╭─ TRECHO SELECIONADO
Mesmo na Província de Buenos Aires, a maior do país e onde os peronistas haviam vencido as eleições legislativas provinciais por 14 pontos de diferença em relação aos governistas, o jogo se inverteu, ainda que a disputa ficasse parelha. A lista do LLA, liderada por Diego César Santilli, assegurou 17 cadeiras contra 16 do rol do Fuerza Patria, que tinha Jorge Enrique Taiana na cabeça. A coligação Províncias Unidas (PU), coalizão composta pelos governadores provinciais de Córdoba, Santa Fé, Corrientes, Jujuy, Chubut e Santa Cruz fracassou como “terceira via”, conquistando 7,4% dos votos para a Câmara e 2,1% para o Senado, enquanto a Frente de Izquierda teve, respectivamente 3,9% e 3,3%.

Com a renovação de metade das cadeiras de deputados e um terço das vagas de senadores, a aliança LLA e Proposta Republicana (PRO) conseguiu superar a marca de um terço da Câmara, com 107 dos 257 deputados, marca que garante que os vetos de Javier Milei não sejam derrubados na Casa, mas longe ainda de assegurar uma maioria que possa aprofundar as reformas do autodenominado libertário, até porque o Fuerza Patria segue com 98 parlamentares. No Senado, os aliados do presidente argentino têm exatamente um terço, 24 dos 72, mesmo número dos peronistas.
╰─
╭─ MATERIAL FORNECIDO
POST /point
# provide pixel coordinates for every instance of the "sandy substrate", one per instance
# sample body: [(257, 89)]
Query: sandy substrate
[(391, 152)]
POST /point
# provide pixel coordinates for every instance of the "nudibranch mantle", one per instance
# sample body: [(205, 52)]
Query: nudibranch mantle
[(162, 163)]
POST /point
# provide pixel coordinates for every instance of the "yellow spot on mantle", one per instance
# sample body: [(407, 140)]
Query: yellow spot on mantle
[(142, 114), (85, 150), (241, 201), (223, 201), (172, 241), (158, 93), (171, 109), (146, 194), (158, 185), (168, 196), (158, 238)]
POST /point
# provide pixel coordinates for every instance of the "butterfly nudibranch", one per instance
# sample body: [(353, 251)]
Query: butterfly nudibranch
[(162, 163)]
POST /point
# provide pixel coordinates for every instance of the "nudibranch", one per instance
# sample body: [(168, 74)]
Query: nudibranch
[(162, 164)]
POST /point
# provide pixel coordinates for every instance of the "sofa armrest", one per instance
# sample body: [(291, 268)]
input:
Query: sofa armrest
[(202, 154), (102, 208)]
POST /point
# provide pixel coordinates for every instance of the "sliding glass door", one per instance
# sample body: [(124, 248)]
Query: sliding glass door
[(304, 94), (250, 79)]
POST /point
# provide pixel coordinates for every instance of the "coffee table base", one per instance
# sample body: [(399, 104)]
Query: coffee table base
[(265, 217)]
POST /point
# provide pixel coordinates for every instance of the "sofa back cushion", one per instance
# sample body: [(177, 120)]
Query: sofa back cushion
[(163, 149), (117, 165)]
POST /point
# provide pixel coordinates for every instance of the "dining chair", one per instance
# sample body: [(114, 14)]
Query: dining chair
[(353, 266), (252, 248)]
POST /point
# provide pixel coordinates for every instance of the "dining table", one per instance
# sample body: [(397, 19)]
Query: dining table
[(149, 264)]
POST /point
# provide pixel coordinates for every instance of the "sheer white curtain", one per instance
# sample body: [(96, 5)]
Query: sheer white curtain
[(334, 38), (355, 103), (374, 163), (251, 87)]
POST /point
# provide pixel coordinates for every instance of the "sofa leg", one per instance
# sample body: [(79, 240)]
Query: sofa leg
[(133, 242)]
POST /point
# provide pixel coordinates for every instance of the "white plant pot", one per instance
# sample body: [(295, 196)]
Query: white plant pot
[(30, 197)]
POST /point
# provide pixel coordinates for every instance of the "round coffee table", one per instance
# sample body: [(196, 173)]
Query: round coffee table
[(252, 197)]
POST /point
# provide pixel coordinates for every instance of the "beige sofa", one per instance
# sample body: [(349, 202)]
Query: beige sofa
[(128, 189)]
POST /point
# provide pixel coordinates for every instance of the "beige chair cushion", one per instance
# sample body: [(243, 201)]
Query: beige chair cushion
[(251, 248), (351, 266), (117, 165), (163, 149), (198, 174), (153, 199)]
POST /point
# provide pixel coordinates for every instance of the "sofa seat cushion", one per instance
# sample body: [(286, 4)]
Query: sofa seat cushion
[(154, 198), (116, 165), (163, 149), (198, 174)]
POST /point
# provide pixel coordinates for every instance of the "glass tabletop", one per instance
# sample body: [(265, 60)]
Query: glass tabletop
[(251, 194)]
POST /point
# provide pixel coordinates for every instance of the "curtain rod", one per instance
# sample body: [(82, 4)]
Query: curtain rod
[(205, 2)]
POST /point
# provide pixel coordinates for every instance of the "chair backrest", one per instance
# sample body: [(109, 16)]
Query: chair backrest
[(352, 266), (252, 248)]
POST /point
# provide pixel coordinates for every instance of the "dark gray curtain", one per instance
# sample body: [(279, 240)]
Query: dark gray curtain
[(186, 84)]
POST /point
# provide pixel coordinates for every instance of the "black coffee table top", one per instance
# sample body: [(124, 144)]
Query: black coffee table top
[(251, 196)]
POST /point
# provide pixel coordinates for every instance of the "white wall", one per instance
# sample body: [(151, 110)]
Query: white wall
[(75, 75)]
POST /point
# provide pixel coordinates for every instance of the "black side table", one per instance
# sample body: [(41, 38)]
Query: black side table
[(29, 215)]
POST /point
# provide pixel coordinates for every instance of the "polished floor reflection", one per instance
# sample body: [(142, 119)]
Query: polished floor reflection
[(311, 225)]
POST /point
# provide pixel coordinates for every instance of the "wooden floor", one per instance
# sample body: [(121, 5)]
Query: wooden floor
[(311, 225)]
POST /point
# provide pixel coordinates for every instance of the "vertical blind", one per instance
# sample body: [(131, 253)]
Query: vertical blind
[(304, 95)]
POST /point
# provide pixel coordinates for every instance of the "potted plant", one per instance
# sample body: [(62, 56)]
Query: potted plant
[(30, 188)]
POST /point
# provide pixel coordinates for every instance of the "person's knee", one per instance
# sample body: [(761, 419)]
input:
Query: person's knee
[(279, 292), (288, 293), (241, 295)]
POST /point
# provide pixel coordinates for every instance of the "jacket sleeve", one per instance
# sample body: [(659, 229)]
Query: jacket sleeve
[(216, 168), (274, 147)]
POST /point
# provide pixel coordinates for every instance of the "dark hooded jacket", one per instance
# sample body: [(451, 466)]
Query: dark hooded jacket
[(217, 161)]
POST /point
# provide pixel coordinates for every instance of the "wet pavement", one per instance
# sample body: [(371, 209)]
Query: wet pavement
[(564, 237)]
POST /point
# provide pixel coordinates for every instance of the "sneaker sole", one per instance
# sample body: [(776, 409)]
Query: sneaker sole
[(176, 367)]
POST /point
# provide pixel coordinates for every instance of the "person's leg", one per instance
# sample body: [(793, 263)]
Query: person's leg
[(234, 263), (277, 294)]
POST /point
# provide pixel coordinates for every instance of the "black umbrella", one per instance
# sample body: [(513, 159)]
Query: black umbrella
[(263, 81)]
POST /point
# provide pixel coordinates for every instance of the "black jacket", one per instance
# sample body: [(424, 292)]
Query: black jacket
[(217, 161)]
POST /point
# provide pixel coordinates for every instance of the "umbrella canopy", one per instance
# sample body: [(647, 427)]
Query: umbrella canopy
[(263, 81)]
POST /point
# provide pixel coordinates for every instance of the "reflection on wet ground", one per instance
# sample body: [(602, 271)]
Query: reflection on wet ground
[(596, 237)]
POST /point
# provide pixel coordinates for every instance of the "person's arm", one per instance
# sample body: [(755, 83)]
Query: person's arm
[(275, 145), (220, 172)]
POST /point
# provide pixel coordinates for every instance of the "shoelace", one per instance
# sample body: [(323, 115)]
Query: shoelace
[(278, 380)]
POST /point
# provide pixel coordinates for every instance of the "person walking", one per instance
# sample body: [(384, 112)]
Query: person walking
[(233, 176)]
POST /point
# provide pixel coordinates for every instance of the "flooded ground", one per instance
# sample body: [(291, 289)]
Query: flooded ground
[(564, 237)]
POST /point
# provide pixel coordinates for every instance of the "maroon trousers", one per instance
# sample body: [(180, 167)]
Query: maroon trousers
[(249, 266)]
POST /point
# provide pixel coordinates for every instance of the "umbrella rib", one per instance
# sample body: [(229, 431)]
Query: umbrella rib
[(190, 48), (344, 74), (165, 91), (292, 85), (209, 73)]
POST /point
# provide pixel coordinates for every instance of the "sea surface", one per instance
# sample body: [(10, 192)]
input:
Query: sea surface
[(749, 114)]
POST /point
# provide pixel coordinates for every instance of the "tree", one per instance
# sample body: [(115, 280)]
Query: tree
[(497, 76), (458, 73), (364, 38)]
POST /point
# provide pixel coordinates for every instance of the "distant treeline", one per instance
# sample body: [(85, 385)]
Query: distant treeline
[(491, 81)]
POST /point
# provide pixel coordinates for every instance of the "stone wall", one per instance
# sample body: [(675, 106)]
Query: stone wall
╰─
» REQUISITOS
a. No trecho sobre as eleições legislativas argentinas, quantas cadeiras a lista do LLA assegurou na Província de Buenos Aires?
b. Transcreva do trecho sobre as eleições legislativas argentinas a passagem que vai de "Com a renovação" até "número dos peronistas.", inclusive.
c. Dê continuidade ao texto sobre as eleições legislativas argentinas a partir do ponto em que ele termina.

» RESULTADOS ESPERADOS
a. A lista do LLA assegurou 17 cadeiras.

b.
Com a renovação de metade das cadeiras de deputados e um terço das vagas de senadores, a aliança LLA e Proposta Republicana (PRO) conseguiu superar a marca de um terço da Câmara, com 107 dos 257 deputados, marca que garante que os vetos de Javier Milei não sejam derrubados na Casa, mas longe ainda de assegurar uma maioria que possa aprofundar as reformas do autodenominado libertário, até porque o Fuerza Patria segue com 98 parlamentares. No Senado, os aliados do presidente argentino têm exatamente um terço, 24 dos 72, mesmo número dos peronistas.

c.
É um triunfo do governo Milei, levando-se em conta a série de reveses que a administração federal acumulou desde o início do mandato, em dezembro de 2023. Se a inflação foi reduzida, o corte de gastos imposto pelo governo afetou programas sociais, aposentadorias e manteve a economia estagnada, com o desemprego chegando a 7,6% em setembro, acima dos 5,7% de quando Milei assumiu. Além disso, escândalos políticos como o envolvimento do libertário em um episódio mal explicado (e mal investigado) de possíveis fraudes com a promoção de uma criptomoeda conhecida como $Libra – e as revelações sobre sua irmã e secretária da presidência, Karina Milei, apontada como suposta beneficiária direta de um esquema de corrupção envolvendo a devolução de verbas por meio da Agência Nacional para a Deficiência (Andis) – não foram suficientes para a vitória da oposição. Há muitos fatores que podem ajudar a explicar o que houve neste domingo, na Argentina.

A economia e a ajuda dos EUA

O fracasso das tentativas de “terceira via”, com o PU ou os Provinciales, conta um pouco da história da política local e sua polarização. Milei fez questão, durante a campanha, de ressaltar esse antagonismo buscando infundir no eleitorado o medo de um possível retorno do kirchnerismo, explorando uma rejeição que o movimento peronista em geral tem em boa parte da sociedade do país.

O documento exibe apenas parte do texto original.